**Выбранный фрагмент**
# # # # #

Жизнь в катастрофе. Будни населения Урала в 1917-1922 гг. — страница 148 из 183

[1904]

Данные о партийном стаже исключенных свидетельствуют, что среди них преобладали лица, вступившие в РКП(б) совсем недавно — в конце 1919-1921 гг. Среди убывших из партийных организаций Челябинской губернии их удельный вес достигал 4/5, в Пермской — 2/3.[1905] Удивляться этому не приходится. Уже в 1920 г., по данным партийной статистики, большевики с дореволюционным стажем составляли ничтожное меньшинство (табл. 46).


Таблица 45. Состав исключенных из Вятской губернской организации РКП(б) в ходе переписи 1921 г.[1906]



Таблица 46. Партийный стаж коммунистов Урала в 1920 г. (%).[1907]



Таблица 47. Удельный вес вступивших в партию в Оренбургской губернской организации РКП(б) на 1922 г. (%).[1908]



Цифровые сведения о партийном стаже уральских коммунистов отражают, если можно так выразиться, динамику приспособленчества. До конца 1918 г. интенсивность вступления в партию на Урале соответствовала среднероссийскому показателю. В период господства в большей части региона антибольшевистских режимов приток в ее ряды резко снизился. Зато в последние месяцы 1919 г., сразу после закрепления на Урале «красных», прием в партию пошел полным ходом, значительно превышая средние показатели. Любопытно, что это не наблюдалось в Вятской губернии, где власть в губернском центре не менялась и, следовательно, государственные структуры были более или менее укомплектованы. Напротив, в екатеринбургской и челябинской губернских партийных организациях, где удельный вес вступивших в партию в январе-августе 1919 г. был минимален, пополнение последних четырех месяцев года превышало половину. Именно в это время проводились партийные недели массового приема в РКП(б), которыми только в Вятской, Екатеринбургской, Пермской и Уфимской губерниях воспользовались более 40 тыс. человек.[1909] Совпадение времени активного вступления в партию коммунистов и интенсивного строительства советского государственного аппарата прослеживается и по материалам Оренбуржья, где пик притока в РКП(б) представителей всех социальных групп, кроме крестьянства, пришелся на 1919 г., запоздав в сельской местности на год (табл. 47).

# # # # #

**Сохранённые данные**

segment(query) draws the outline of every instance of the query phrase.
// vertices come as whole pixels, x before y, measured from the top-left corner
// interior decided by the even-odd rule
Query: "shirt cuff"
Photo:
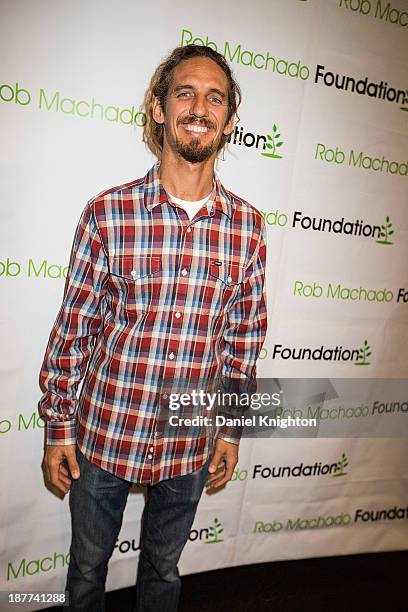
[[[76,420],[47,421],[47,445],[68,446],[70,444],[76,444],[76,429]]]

# # # # #

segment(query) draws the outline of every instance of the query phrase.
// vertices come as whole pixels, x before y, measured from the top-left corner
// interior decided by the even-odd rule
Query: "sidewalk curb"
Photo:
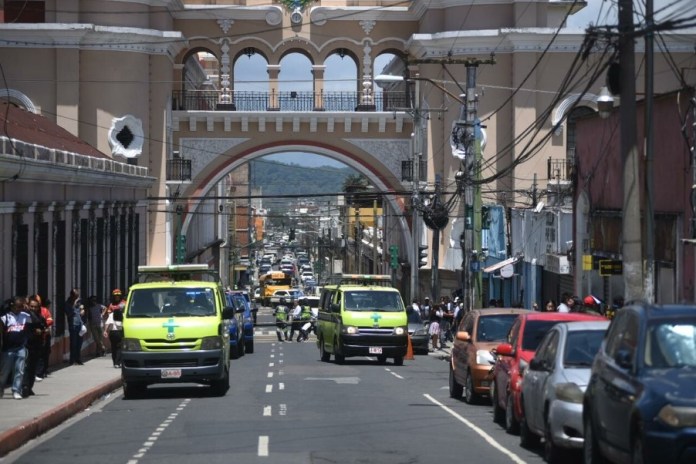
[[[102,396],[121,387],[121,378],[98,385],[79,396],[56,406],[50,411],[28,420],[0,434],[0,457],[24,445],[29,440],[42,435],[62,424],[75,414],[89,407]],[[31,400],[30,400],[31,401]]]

# # # # #

**Детали задания**
Продублируйте дословно отрывок из текста о партийном стаже коммунистов Урала, начиная со слов «Данные о партийном» и заканчивая словами «меньшинство (табл. 46).».

**Результат выполнения**
Данные о партийном стаже исключенных свидетельствуют, что среди них преобладали лица, вступившие в РКП(б) совсем недавно — в конце 1919-1921 гг. Среди убывших из партийных организаций Челябинской губернии их удельный вес достигал 4/5, в Пермской — 2/3.[1905] Удивляться этому не приходится. Уже в 1920 г., по данным партийной статистики, большевики с дореволюционным стажем составляли ничтожное меньшинство (табл. 46).